> [Required work]:
The entries are to be duplicated exactly, though any picture in them must be omitted.
[Data extracts — start]
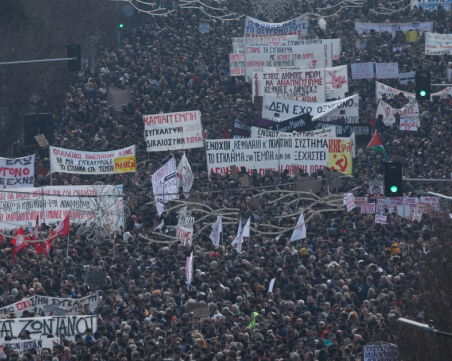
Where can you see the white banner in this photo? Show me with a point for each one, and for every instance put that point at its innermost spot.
(278, 109)
(256, 28)
(79, 162)
(36, 304)
(404, 78)
(236, 64)
(17, 172)
(387, 70)
(438, 44)
(22, 346)
(52, 204)
(362, 70)
(391, 27)
(315, 56)
(267, 133)
(164, 182)
(173, 131)
(302, 85)
(382, 89)
(409, 112)
(238, 44)
(41, 327)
[Data extracts — finish]
> [Solution for this exercise]:
Where can you see the white banner in this photo? Show me with a point for each one, and for every instance put that point at its innermost spot.
(278, 109)
(256, 28)
(79, 162)
(36, 304)
(404, 78)
(236, 64)
(17, 172)
(387, 70)
(438, 44)
(22, 346)
(52, 204)
(362, 70)
(391, 27)
(315, 56)
(267, 133)
(164, 182)
(173, 131)
(302, 85)
(382, 89)
(409, 112)
(238, 44)
(41, 327)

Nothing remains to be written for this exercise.